> [Text section]:
--- Begin ---
2x^4-x^3+2x^2+5x-26= 0

lucaz · Answer

oh, ok.. so you look at the constant, 26, try to divide the polynomial by factors of 26, like (x+1), (x-1), (x+2), (x-2), (x+13), (x-13)..

lucaz · Answer

if the division has no remainder(zero) it's a factor for this polynomial

anonymous · Answer

I tried all the factors and they didn't work

lucaz · Answer

yeah, I'm looking at the graph, it has no 'clean' roots

anonymous · Answer

so what would be the best way to find this? i saw that i could use the quadratic equation but this question has 5 terms... i thought you can only use the quadratic equation if you had 3 terms (ax^2+bx+c)

lucaz · Answer

maybe you could factor something and get quadratic terms..

lucaz · Answer

I don't know how to solve this, if I figure it out I will tell you

anonymous · Answer

thanks for trying

whpalmer4 · Answer

Are you 100% sure you have the right equation?

whpalmer4 · Answer

As it is, it is irreducible (cannot be factored).
--- End ---
> [Given data]:
--- Begin ---
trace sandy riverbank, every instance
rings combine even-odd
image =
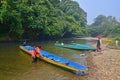
[[[95,43],[92,44],[95,47]],[[102,54],[89,52],[87,80],[120,80],[120,49],[102,45]]]

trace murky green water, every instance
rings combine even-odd
[[[73,39],[60,40],[71,42]],[[86,41],[74,39],[74,42],[86,43]],[[30,45],[42,46],[42,49],[85,64],[83,53],[79,50],[71,50],[54,46],[55,41],[31,42]],[[31,63],[31,57],[20,51],[21,43],[0,43],[0,80],[86,80],[84,76],[73,74],[63,68],[51,65],[44,61],[37,64]]]

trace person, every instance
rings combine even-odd
[[[26,45],[27,45],[27,44],[26,44],[26,41],[24,41],[22,45],[23,45],[23,46],[26,46]]]
[[[97,52],[101,52],[101,46],[102,46],[102,41],[101,41],[101,36],[98,36],[98,40],[97,40]]]
[[[43,57],[40,53],[41,46],[34,47],[34,51],[32,52],[32,63],[36,63],[38,60],[38,57]]]

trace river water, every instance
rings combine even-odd
[[[87,43],[80,39],[63,39],[60,42]],[[72,50],[54,46],[55,41],[29,42],[30,45],[41,45],[43,50],[62,56],[79,64],[86,65],[85,53],[80,50]],[[31,57],[20,51],[21,42],[0,43],[0,80],[86,80],[85,76],[79,76],[63,68],[40,61],[31,63]]]

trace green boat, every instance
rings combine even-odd
[[[96,48],[94,48],[91,45],[79,44],[79,43],[70,43],[70,44],[55,43],[55,46],[70,48],[70,49],[77,49],[77,50],[96,50]]]

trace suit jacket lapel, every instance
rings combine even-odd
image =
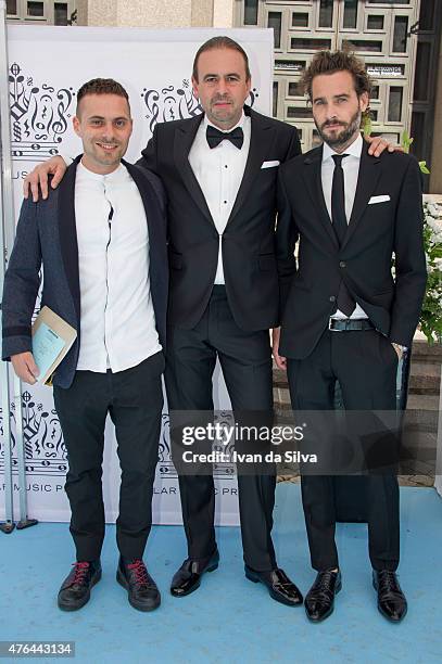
--- End ---
> [Written task 1]:
In the forum thread, what does whpalmer4 say about the equation as it is given?
> [Written task 2]:
Repeat the forum thread word for word between "I don't know" and "(cannot be factored).", inclusive.
The items are separate material, unrelated to the forum thread.

> [Correct answer 1]:
It is irreducible (cannot be factored).

> [Correct answer 2]:
I don't know how to solve this, if I figure it out I will tell you

anonymous · Answer

thanks for trying

whpalmer4 · Answer

Are you 100% sure you have the right equation?

whpalmer4 · Answer

As it is, it is irreducible (cannot be factored).